[Part of a data file]
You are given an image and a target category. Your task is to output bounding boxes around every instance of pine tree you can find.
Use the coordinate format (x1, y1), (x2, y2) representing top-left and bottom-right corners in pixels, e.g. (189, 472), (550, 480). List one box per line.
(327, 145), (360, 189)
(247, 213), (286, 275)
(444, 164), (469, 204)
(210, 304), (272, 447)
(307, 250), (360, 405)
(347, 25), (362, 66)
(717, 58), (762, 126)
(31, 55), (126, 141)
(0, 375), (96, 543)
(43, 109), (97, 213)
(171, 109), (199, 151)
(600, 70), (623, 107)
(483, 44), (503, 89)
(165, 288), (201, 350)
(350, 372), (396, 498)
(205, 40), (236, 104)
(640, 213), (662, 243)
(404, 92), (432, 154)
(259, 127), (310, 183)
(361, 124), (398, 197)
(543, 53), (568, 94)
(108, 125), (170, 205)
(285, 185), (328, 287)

● **Task brief**
Copy out the lines above, starting with the first line of the entries and going on through the line with "Use the coordinate". Put "spruce tree" in place of "pine tree" and change nothing else.

● **Exercise solution**
You are given an image and a target category. Your task is to output bounding boxes around every instance of spruce tree you can find.
Use the coordinate format (x1, y1), (x2, y2) representing top-left and bottom-right corners in pixels, e.g. (189, 472), (550, 480). List one box per line.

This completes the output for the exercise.